Zoals ik in het debat heb vermeld heeft de prijsreductie van 63% betrekking op het scenario dat er 750 patiënten behandeld zouden worden; in dat geval was ik bereid 46 miljoen euro per jaar te betalen. Het bedrag van 34 miljoen (een gemiddelde korting van 54%) euro heeft betrekking op het scenario dat 444 patiënten in behandeld zouden worden. Er was geen sluitende overeenstemming over deze bandbreedte en ook niet over onderliggende prijs/volume kortingen.
Dit is niet juist. Zie ook mijn antwoorden op vraag 12 en 13.
:::
WAT TE DOEN -
A) Neem uit de leestekst letterlijk over van "Zoals ik in" tot "vraag 12 en 13.".
B) Welk bedrag per jaar hoort volgens de leestekst bij het scenario waarin 750 patiënten behandeld zouden worden?

Aanwijsgegevens bij verwijzende uitdrukkingen:
:::
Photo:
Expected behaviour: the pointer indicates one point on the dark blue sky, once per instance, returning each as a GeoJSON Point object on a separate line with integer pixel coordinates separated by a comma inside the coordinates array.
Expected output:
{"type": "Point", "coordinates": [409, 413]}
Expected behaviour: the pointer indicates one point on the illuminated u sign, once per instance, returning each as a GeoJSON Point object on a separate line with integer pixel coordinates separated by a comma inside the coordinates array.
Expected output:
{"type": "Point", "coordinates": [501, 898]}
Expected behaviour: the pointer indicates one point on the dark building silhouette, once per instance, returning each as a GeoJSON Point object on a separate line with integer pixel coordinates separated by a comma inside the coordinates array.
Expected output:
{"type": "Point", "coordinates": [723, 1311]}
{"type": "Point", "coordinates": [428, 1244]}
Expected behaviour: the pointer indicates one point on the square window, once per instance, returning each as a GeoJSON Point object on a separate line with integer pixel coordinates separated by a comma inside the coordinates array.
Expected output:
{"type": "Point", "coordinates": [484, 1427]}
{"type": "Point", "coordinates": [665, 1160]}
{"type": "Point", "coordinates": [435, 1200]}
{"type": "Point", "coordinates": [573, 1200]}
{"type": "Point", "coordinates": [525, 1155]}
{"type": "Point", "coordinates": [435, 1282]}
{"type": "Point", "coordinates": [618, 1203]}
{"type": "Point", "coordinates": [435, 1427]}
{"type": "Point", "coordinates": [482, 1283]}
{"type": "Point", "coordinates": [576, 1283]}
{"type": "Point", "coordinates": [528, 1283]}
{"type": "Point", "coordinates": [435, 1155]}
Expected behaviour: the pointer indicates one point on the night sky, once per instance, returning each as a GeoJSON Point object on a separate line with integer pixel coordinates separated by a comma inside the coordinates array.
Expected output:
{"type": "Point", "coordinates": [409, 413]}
:::
UITWERKINGEN PER OPDRACHT -
A)
Zoals ik in het debat heb vermeld heeft de prijsreductie van 63% betrekking op het scenario dat er 750 patiënten behandeld zouden worden; in dat geval was ik bereid 46 miljoen euro per jaar te betalen. Het bedrag van 34 miljoen (een gemiddelde korting van 54%) euro heeft betrekking op het scenario dat 444 patiënten in behandeld zouden worden. Er was geen sluitende overeenstemming over deze bandbreedte en ook niet over onderliggende prijs/volume kortingen.
Dit is niet juist. Zie ook mijn antwoorden op vraag 12 en 13.

B) 46 miljoen euro per jaar.